WRITTEN EXERCISE: Beginning at the line that contains "Target: green foliage" and ending at the last line of the entries, write out each line exactly; include nothing outside that span.

MATERIAL FOR THIS EXERCISE:
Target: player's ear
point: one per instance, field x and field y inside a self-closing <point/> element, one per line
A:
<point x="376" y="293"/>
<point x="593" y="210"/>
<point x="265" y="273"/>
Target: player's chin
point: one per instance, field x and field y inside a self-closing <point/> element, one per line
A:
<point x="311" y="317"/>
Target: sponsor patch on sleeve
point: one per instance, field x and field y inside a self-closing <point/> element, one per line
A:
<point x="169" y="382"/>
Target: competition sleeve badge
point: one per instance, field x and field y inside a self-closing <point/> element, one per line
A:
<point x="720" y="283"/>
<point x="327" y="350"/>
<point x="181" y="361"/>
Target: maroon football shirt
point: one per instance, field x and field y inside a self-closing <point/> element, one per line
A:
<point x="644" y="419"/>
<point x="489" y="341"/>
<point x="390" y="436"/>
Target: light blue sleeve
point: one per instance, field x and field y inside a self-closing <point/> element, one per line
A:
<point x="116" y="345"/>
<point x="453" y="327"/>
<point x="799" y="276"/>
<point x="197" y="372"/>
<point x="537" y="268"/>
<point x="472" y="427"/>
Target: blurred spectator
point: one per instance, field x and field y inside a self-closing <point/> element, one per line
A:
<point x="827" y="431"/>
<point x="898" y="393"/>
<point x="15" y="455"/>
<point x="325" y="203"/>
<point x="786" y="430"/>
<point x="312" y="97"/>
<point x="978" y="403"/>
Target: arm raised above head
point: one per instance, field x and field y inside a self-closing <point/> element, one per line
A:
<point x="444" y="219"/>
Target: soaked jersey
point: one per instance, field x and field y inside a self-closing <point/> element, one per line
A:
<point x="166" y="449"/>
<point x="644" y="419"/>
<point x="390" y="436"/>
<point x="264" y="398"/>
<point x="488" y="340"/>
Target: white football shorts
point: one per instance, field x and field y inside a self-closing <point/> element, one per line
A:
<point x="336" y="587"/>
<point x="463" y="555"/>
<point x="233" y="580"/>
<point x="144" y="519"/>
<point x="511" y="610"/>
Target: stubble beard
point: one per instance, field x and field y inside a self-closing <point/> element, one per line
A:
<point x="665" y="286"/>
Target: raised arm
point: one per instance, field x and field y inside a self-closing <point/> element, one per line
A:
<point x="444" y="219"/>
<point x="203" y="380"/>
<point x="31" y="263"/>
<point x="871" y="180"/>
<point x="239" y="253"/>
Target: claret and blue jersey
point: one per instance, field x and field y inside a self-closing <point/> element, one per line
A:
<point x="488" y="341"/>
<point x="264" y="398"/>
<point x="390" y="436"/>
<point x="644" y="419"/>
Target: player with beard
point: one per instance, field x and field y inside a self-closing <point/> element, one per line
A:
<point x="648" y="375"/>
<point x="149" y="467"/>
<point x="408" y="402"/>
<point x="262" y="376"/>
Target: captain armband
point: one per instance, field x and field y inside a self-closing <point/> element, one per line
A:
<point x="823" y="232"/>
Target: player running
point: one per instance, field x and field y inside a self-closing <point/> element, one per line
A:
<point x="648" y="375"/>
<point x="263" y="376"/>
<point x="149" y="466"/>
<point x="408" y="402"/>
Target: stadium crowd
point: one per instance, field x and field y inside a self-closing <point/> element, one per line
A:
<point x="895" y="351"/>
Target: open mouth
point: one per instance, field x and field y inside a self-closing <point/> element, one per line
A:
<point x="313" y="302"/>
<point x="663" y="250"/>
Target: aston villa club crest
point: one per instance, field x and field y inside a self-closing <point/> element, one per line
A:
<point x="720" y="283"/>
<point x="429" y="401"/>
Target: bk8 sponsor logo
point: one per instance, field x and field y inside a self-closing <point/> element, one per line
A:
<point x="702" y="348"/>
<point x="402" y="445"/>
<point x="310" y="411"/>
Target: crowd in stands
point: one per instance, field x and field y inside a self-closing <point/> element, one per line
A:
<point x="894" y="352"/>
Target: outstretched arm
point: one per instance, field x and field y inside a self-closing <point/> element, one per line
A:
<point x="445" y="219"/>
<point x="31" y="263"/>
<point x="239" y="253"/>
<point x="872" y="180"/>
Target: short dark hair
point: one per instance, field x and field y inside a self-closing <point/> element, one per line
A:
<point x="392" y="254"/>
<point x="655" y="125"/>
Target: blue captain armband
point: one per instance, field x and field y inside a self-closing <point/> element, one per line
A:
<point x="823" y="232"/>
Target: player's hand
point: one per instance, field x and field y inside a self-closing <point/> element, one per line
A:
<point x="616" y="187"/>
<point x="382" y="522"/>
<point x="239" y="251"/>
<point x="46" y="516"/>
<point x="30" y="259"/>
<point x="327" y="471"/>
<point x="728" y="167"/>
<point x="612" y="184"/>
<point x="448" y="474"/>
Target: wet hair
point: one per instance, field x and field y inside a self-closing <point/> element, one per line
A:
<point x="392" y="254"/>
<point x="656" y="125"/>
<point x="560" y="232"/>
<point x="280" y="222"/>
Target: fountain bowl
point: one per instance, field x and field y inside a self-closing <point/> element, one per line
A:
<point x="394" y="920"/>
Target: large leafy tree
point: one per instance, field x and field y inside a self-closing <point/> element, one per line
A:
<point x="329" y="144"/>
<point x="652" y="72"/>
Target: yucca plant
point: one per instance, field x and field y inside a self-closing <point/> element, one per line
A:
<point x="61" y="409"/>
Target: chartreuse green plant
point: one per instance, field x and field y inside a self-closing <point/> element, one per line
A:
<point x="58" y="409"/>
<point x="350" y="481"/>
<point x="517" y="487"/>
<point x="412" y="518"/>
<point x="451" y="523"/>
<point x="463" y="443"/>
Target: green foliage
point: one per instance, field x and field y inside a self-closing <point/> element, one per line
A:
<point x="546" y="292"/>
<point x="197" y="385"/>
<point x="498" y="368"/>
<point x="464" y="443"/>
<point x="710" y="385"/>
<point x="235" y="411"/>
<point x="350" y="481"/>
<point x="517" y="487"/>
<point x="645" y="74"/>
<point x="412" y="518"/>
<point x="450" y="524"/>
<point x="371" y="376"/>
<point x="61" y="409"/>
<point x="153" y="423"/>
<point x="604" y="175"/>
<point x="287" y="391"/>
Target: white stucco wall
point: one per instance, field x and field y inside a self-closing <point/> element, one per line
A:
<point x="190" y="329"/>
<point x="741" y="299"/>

PROBLEM SOLUTION:
Target: green foliage
point: one per instance, field x and field y inside a self-closing <point/> element, one per line
A:
<point x="546" y="292"/>
<point x="197" y="385"/>
<point x="498" y="368"/>
<point x="464" y="443"/>
<point x="710" y="385"/>
<point x="235" y="411"/>
<point x="350" y="481"/>
<point x="517" y="487"/>
<point x="645" y="74"/>
<point x="412" y="518"/>
<point x="450" y="524"/>
<point x="371" y="376"/>
<point x="61" y="409"/>
<point x="153" y="423"/>
<point x="604" y="175"/>
<point x="287" y="391"/>
Target: white stucco wall
point: one per instance, field x and field y inside a self-closing <point/> element, one per line
A:
<point x="190" y="329"/>
<point x="741" y="299"/>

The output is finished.